:: What this task involves ::
Count the lines in the records below that contain the string "road", treating uppercase and lowercase as different. Reply with the number alone.

:: Dataset ::
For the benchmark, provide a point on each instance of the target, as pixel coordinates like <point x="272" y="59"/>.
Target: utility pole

* * *

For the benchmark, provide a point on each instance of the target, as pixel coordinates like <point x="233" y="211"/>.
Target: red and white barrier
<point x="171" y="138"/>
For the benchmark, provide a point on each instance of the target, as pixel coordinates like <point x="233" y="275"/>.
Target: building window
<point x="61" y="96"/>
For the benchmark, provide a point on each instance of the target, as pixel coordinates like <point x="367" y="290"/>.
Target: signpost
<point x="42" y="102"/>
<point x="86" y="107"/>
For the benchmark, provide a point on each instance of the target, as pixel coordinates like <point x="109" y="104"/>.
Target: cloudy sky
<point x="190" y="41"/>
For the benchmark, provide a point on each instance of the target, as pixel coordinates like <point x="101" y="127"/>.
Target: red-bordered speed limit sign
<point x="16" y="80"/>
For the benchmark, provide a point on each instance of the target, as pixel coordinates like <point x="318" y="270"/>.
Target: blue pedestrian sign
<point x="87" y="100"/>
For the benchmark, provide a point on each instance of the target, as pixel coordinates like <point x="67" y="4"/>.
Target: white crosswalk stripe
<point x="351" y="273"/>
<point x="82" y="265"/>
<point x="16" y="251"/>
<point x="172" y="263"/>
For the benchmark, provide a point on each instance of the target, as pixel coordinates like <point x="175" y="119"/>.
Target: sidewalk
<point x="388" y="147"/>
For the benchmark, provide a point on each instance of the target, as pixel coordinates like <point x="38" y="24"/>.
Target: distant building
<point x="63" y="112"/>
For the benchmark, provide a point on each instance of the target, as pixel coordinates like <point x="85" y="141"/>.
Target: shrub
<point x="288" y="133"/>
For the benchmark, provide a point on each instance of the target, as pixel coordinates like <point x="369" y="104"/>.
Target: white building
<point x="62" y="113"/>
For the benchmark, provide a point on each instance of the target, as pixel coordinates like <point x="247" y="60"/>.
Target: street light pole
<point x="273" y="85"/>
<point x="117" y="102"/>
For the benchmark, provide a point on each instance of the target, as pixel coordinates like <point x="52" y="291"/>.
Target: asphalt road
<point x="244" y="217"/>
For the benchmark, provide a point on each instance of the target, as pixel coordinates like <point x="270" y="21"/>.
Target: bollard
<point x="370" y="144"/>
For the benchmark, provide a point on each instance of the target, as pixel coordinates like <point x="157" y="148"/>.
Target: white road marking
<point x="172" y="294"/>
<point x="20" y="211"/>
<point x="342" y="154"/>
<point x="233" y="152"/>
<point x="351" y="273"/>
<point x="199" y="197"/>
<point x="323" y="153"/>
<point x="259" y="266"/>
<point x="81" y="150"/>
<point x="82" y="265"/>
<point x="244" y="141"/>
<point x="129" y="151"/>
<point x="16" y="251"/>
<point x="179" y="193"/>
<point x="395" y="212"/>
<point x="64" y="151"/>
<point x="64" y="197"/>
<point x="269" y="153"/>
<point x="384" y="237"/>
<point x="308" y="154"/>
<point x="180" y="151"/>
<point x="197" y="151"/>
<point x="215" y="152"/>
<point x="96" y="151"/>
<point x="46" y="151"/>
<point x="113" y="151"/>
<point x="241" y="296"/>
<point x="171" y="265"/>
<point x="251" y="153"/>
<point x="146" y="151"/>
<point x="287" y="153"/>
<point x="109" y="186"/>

:: In response ::
2